AIM
Exactly as given, write out the lines from the one containing "Your task: given the image above, detect side mirror" through the end of the listing, with both ends included and nothing else.

* BEGIN SUPPLIED DATA *

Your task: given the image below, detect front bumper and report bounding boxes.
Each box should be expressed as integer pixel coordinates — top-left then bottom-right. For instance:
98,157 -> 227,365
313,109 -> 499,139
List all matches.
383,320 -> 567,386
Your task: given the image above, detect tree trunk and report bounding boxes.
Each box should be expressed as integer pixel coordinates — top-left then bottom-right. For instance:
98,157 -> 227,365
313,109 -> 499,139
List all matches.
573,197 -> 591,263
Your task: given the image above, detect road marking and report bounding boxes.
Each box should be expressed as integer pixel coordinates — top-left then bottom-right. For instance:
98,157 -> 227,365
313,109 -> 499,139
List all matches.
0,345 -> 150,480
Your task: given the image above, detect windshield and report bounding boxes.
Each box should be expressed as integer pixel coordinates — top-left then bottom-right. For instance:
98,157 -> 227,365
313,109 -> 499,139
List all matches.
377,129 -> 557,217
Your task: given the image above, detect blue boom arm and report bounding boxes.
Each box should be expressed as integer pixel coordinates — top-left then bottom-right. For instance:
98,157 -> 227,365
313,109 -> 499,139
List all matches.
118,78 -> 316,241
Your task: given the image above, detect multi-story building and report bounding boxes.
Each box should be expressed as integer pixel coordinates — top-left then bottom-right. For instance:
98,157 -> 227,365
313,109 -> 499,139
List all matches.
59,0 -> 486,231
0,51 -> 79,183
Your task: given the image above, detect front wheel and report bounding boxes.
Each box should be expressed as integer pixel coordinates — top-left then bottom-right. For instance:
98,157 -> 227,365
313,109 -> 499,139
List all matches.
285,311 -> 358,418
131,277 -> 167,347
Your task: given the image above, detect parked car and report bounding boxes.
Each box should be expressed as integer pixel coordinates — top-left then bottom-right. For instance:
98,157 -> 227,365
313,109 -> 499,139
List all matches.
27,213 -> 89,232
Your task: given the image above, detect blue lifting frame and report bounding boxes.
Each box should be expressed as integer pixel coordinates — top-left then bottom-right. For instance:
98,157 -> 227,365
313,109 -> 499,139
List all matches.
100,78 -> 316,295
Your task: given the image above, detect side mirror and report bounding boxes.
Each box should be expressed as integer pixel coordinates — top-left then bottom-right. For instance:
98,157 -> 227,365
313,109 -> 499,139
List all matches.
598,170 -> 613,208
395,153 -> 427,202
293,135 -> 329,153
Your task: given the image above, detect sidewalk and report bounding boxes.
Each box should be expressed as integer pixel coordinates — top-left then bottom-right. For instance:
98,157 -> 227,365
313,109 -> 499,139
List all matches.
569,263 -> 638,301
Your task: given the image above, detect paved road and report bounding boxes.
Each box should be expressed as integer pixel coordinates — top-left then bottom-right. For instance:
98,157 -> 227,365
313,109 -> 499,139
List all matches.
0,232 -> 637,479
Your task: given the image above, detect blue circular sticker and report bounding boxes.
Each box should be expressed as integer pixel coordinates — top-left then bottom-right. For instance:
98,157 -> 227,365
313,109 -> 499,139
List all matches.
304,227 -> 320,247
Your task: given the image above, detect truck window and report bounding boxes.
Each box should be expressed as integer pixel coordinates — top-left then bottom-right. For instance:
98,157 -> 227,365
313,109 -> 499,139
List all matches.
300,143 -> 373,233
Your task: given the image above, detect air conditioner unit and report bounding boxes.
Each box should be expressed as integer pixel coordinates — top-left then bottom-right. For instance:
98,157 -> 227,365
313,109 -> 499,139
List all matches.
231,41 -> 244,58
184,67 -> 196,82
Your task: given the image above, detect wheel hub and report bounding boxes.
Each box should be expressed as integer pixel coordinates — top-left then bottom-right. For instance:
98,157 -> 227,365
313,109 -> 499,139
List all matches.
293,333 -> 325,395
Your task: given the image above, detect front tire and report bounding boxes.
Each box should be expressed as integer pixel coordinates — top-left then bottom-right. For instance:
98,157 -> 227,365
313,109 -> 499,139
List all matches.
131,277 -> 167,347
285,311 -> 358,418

* END SUPPLIED DATA *

RESULT BELOW
Your task: given the image above, detect side mirror and report bounding boxes.
Each box should be expressed as integer pixel coordinates — top-left then bottom-right. For instance:
98,157 -> 227,365
313,109 -> 499,139
List all matches.
598,170 -> 613,208
395,153 -> 427,202
293,135 -> 329,153
Your task: given the image above, detect sidewalk and report bounding boxes.
Each box should be expressed as integer pixel coordinates — top-left then bottom-right. For instance:
98,157 -> 227,365
313,109 -> 499,139
List all matches.
569,263 -> 638,301
Your task: given the image above, detect paved road and report bounding boxes.
Each box should be expressed as integer pixel coordinates — top-left then bottom-right. For instance:
98,157 -> 227,365
313,109 -> 499,139
List all matches.
0,232 -> 637,479
Your task: given the image above, detect blue circular sticker and report bounding boxes.
Each box should be expressed as integer pixel coordinates — top-left then bottom-right. For instance:
98,157 -> 227,365
313,109 -> 499,139
List all matches.
304,227 -> 320,247
Your task: given the image above, detect truck window and report bounding boxes.
Each box should be expressed as integer pixel coordinates — top-left then bottom-right. For instance:
98,157 -> 227,365
313,109 -> 499,139
List all matches.
300,143 -> 373,233
Your task: given the image above, detect air conditioner unit and report bounding boxes.
Each box should be expressed as integer pixel coordinates — top-left then bottom-right. For instance:
98,157 -> 227,365
313,109 -> 499,139
List all matches.
231,41 -> 244,58
184,67 -> 196,82
Your task: given the image above, detect wheel hub and report bounding boxes.
Each box should be expressed as integer pixel coordinates — top-left then bottom-right. For instance:
98,157 -> 227,365
313,109 -> 499,139
List all matches.
293,333 -> 325,395
Your task: given the image above, detect front tire and report bounding boxes.
Each box should be expressed as integer pixel coordinates — top-left then bottom-right. For instance:
98,157 -> 227,365
313,109 -> 499,139
List all matches.
131,277 -> 167,347
285,311 -> 358,418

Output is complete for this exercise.